Task description:
Within the records, determine how many lines contain the word "curly". Your reply must consist of that number only.

[Photo-based referring expression data]
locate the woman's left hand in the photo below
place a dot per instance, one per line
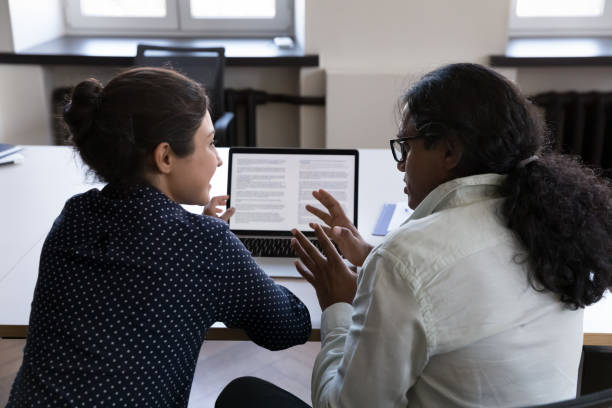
(332, 279)
(212, 208)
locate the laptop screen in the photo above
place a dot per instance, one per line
(270, 187)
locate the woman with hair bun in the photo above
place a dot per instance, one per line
(477, 299)
(129, 281)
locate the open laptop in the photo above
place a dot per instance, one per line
(270, 189)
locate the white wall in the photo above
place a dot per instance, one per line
(369, 53)
(373, 50)
(35, 21)
(6, 36)
(277, 124)
(24, 106)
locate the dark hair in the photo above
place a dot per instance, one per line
(115, 128)
(560, 210)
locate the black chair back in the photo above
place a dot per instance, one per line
(602, 399)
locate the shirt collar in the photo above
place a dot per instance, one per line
(458, 192)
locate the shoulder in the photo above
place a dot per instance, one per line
(427, 245)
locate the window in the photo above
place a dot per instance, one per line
(560, 17)
(212, 17)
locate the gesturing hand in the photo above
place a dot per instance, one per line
(332, 279)
(213, 210)
(340, 229)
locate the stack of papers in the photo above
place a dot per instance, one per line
(9, 154)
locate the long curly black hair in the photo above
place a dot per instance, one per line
(560, 209)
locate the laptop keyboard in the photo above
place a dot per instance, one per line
(272, 247)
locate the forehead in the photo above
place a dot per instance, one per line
(407, 127)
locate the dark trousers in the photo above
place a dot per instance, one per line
(251, 392)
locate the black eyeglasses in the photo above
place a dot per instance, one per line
(400, 147)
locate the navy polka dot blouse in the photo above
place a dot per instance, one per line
(129, 283)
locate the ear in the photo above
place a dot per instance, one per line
(453, 152)
(163, 158)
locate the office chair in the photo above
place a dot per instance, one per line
(601, 399)
(204, 65)
(596, 369)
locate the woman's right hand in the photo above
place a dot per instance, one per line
(340, 229)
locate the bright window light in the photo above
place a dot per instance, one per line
(123, 8)
(233, 8)
(559, 8)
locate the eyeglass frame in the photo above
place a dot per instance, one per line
(402, 140)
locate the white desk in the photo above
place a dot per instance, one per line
(34, 193)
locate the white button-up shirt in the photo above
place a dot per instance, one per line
(444, 316)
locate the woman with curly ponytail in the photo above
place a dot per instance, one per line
(477, 299)
(129, 281)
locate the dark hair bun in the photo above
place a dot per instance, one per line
(80, 111)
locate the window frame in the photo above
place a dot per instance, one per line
(560, 26)
(178, 22)
(77, 22)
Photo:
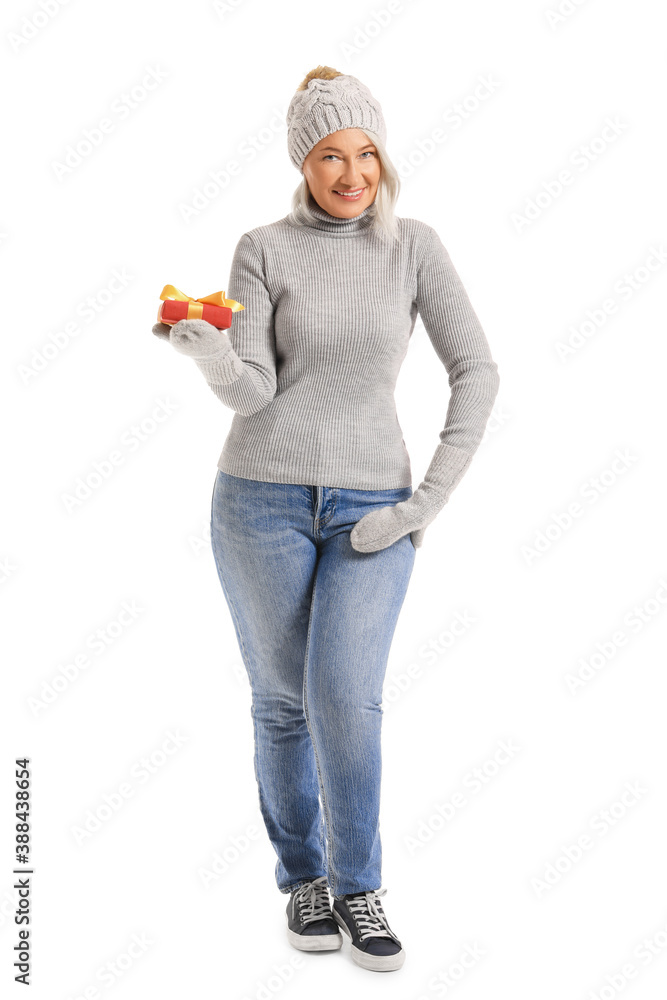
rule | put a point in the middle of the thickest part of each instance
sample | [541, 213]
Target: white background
[479, 881]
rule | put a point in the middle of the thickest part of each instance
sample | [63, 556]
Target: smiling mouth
[350, 195]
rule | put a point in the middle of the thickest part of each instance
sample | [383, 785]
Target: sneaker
[310, 925]
[374, 944]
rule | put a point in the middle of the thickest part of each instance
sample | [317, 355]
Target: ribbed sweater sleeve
[459, 341]
[244, 378]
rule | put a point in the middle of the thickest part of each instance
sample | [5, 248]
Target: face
[343, 161]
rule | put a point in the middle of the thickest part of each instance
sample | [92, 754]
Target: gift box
[214, 308]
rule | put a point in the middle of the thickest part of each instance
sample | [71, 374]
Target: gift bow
[196, 310]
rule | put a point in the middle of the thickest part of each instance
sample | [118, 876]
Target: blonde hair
[382, 210]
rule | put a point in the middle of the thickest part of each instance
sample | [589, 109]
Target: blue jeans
[314, 620]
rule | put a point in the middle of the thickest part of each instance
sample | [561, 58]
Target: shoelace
[312, 900]
[369, 915]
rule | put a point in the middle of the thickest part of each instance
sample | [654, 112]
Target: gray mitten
[381, 528]
[204, 343]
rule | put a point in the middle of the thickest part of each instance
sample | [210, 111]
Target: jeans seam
[326, 853]
[266, 815]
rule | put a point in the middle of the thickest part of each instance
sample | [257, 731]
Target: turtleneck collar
[330, 225]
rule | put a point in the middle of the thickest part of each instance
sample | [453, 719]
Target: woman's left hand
[380, 528]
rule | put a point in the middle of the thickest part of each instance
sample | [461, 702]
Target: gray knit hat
[329, 105]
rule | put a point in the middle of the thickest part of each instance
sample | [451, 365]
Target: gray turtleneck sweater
[329, 311]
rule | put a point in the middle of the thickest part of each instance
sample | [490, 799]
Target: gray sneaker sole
[376, 963]
[313, 942]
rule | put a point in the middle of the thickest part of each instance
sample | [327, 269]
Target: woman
[314, 523]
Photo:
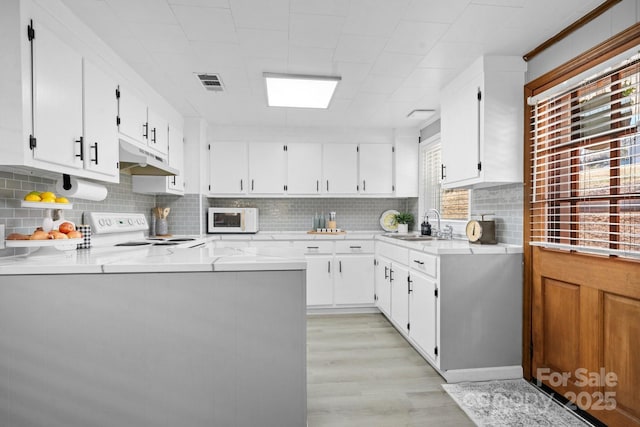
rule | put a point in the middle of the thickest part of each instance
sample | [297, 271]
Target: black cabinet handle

Solution to the problem:
2